Segment Open
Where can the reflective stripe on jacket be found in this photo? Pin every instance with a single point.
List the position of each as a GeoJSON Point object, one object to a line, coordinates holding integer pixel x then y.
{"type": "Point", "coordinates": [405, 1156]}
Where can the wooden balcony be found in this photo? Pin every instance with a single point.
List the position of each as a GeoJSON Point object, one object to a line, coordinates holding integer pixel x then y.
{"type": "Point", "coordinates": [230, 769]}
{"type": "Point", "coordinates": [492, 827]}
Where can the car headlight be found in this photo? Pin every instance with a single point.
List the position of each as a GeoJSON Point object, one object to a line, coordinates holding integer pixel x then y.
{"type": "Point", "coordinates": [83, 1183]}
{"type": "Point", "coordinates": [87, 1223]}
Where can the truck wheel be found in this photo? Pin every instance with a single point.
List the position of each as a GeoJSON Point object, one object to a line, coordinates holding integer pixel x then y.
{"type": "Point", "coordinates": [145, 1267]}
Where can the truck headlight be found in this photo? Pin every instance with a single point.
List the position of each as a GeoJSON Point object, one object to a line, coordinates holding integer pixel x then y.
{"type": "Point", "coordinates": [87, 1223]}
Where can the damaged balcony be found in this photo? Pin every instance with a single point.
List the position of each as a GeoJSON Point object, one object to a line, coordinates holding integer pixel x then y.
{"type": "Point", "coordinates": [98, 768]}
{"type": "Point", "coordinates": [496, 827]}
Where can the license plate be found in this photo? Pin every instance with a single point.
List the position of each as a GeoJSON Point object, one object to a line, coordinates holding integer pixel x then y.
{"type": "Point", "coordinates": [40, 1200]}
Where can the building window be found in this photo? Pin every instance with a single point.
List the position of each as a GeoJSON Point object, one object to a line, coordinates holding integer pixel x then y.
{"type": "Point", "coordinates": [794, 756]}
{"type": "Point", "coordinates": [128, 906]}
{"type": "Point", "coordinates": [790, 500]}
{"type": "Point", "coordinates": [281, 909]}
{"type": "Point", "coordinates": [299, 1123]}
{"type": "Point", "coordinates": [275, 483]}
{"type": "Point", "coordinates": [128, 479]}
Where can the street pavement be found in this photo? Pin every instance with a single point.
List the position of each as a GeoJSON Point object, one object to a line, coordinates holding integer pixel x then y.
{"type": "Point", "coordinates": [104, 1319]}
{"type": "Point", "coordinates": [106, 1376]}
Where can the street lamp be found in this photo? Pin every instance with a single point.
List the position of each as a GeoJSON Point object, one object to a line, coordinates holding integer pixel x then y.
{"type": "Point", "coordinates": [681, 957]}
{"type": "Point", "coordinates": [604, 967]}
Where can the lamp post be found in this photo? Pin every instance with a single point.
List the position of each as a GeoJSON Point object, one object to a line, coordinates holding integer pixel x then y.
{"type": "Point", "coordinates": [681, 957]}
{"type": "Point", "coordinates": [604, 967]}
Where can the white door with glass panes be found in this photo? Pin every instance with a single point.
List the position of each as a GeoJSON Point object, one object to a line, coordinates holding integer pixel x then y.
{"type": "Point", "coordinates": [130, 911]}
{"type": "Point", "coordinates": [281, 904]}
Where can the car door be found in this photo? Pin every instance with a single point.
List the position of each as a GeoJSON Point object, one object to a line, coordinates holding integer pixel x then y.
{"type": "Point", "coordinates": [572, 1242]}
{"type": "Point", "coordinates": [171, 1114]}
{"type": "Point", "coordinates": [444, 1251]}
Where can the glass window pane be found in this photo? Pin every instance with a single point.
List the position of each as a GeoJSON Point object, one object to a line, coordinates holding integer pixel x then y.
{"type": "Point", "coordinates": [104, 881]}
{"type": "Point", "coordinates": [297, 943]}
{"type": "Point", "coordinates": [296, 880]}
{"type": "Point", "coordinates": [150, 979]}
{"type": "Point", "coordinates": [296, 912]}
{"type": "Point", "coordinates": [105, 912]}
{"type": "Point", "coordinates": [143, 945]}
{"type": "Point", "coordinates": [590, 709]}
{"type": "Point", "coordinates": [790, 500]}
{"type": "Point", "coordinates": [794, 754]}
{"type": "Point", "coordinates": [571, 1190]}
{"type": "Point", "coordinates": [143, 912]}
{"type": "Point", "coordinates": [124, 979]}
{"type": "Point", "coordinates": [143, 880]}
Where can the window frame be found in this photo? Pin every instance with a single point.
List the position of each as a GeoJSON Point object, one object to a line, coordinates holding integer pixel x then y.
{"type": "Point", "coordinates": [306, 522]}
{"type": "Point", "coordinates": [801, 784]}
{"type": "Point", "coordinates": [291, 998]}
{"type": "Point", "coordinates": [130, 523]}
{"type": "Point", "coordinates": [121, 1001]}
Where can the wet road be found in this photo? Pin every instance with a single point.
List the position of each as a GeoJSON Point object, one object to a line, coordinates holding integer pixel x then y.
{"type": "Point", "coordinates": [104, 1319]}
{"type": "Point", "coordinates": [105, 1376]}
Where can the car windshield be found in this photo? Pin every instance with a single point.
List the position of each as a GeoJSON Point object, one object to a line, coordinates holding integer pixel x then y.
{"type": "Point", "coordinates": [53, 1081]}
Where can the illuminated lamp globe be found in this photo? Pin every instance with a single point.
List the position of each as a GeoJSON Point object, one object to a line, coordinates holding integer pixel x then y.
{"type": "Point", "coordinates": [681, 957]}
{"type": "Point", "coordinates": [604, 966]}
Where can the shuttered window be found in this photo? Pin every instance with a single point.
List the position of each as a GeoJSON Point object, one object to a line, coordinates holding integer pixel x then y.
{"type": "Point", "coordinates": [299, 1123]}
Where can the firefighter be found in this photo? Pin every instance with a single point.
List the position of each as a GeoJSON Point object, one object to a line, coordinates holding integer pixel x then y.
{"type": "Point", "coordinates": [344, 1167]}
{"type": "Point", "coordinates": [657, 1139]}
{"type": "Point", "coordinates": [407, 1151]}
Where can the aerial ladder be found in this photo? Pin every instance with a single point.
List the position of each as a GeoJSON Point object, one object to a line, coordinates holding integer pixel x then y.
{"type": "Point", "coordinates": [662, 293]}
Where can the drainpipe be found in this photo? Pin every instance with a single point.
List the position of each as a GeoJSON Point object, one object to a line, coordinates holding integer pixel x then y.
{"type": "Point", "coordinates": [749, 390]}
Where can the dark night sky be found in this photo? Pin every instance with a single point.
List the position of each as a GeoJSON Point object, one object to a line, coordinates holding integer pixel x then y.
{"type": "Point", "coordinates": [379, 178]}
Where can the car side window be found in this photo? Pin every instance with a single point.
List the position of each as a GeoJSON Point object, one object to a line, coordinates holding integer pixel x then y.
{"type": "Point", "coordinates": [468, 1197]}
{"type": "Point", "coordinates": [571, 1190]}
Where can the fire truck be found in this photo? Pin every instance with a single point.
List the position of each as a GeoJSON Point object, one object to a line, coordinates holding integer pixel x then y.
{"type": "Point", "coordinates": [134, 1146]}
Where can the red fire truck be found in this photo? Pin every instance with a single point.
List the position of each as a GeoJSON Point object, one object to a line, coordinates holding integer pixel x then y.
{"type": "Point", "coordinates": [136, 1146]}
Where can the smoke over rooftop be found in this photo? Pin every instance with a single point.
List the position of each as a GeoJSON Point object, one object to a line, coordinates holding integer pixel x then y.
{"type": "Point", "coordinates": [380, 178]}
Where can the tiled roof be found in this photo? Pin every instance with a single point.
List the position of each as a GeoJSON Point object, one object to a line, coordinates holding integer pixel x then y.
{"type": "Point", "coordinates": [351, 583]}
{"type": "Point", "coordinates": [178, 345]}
Segment Closed
### Task goal
Go through the records above and report how many lines contain "door". Write the number only.

### Solved exercise
2